• Task objective: Reproduce the listing below word for word, line by line.

Excerpts from a detection dataset:
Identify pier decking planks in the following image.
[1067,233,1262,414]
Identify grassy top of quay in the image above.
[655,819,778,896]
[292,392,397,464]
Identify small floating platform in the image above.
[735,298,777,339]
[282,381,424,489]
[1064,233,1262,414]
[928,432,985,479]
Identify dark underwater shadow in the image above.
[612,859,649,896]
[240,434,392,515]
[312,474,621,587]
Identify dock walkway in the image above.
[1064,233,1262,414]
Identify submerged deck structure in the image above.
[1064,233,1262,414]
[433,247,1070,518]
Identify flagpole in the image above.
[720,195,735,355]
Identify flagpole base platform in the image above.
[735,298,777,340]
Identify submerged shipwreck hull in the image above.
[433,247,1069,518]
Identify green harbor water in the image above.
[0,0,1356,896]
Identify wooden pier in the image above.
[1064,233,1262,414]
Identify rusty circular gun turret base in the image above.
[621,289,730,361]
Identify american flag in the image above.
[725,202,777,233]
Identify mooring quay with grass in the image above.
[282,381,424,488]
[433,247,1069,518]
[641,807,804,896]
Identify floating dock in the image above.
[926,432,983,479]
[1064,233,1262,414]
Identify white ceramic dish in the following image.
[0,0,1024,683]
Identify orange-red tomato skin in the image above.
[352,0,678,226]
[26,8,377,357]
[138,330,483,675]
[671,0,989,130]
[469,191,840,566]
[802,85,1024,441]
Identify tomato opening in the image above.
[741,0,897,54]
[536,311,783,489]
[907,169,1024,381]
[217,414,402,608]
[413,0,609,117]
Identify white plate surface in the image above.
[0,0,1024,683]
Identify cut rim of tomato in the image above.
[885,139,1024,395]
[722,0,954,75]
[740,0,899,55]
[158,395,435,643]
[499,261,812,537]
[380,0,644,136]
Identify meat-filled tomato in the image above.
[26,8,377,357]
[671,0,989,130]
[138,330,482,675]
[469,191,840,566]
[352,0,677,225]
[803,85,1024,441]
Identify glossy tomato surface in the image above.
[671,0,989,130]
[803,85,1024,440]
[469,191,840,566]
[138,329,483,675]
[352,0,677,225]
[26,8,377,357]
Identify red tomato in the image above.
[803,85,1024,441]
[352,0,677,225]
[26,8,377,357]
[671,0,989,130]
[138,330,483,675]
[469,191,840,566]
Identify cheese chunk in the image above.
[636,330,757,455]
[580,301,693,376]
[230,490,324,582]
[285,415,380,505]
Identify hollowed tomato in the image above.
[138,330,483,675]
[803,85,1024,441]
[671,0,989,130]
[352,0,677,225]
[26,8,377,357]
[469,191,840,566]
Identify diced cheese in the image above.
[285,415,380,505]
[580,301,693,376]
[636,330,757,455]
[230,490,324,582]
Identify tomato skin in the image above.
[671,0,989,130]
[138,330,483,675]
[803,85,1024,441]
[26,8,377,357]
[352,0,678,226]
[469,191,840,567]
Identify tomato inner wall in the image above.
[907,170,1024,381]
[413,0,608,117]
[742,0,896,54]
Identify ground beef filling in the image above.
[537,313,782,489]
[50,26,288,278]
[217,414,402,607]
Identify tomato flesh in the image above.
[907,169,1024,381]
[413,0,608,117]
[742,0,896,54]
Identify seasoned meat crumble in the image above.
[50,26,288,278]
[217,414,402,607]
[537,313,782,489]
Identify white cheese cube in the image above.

• Exercise result:
Identify pier decking planks in the following image.
[1067,233,1262,414]
Identify grassy top of quay in the image above.
[655,819,778,896]
[292,392,397,464]
Identify small floating platform in the image above.
[735,298,777,339]
[282,381,424,489]
[1064,233,1262,414]
[928,432,985,479]
Identify dark underwater shadow in the image above.
[612,859,649,896]
[240,434,392,515]
[312,474,621,587]
Identify dock walkway in the image above.
[1064,233,1262,414]
Identify submerged deck structure in the image above.
[1064,233,1262,414]
[433,247,1070,518]
Identify flagpole in the image above.
[720,195,735,355]
Identify flagpole base platform in the image above.
[735,298,777,340]
Identify submerged shipwreck hull in the image above.
[433,247,1069,518]
Identify green harbor water in the image above.
[0,0,1356,896]
Identify wooden pier in the image above.
[1064,233,1262,414]
Identify rusty circular gun turret base in the image above.
[621,289,730,361]
Identify american flag in the image above.
[725,202,777,233]
Identify mooring quay with grass in the image above.
[282,381,424,488]
[433,247,1069,518]
[641,807,804,896]
Identify floating dock in the image above.
[926,432,983,479]
[1064,233,1262,414]
Identify white ceramic dish in the following image.
[0,0,1024,683]
Identify orange-red tomato skin in the image above.
[352,0,678,226]
[26,8,377,357]
[138,330,483,675]
[671,0,989,130]
[469,191,840,566]
[802,85,1024,441]
Identify tomato opening in the image above.
[741,0,897,54]
[536,311,783,489]
[907,169,1024,381]
[217,414,402,608]
[413,0,609,117]
Identify white plate surface in the image above.
[0,0,1024,683]
Identify cut rim of tomato in the image above.
[885,139,1024,395]
[722,0,954,75]
[740,0,899,55]
[158,395,435,643]
[499,261,812,537]
[380,0,644,136]
Identify meat-filled tomato in the image above.
[26,8,377,357]
[671,0,989,130]
[138,330,482,675]
[469,191,840,566]
[352,0,677,225]
[803,85,1024,441]
Identify glossy tomato surface in the image above.
[671,0,989,130]
[803,85,1024,440]
[469,191,840,566]
[138,329,483,675]
[352,0,677,225]
[26,8,377,357]
Identify red tomato in the image above.
[803,85,1024,441]
[352,0,677,225]
[26,8,377,357]
[671,0,989,130]
[138,330,483,675]
[469,191,840,566]
Identify cheese chunk in the image above.
[636,330,757,455]
[580,301,693,376]
[230,490,324,582]
[285,415,380,505]
Identify hollowed tomato in the image above.
[138,330,483,675]
[803,85,1024,441]
[671,0,989,130]
[352,0,677,225]
[26,8,377,357]
[469,191,840,566]
Identify diced cheese in the image above.
[285,415,380,505]
[580,301,693,376]
[636,330,757,455]
[230,490,324,582]
Identify tomato skin in the image above.
[671,0,989,130]
[138,330,483,675]
[803,85,1024,441]
[26,8,377,357]
[352,0,678,226]
[469,191,840,567]
Identify tomato inner wall in the image above.
[907,170,1024,381]
[413,0,608,117]
[742,0,896,54]
Identify ground beef filling in the image above.
[537,313,782,489]
[50,26,288,278]
[217,414,402,607]
Identify tomato flesh in the image above.
[907,169,1024,381]
[413,0,608,117]
[742,0,896,54]
Identify seasoned meat crumble in the image above.
[50,26,288,278]
[217,414,402,607]
[537,313,782,489]
Identify white cheese cube in the image above.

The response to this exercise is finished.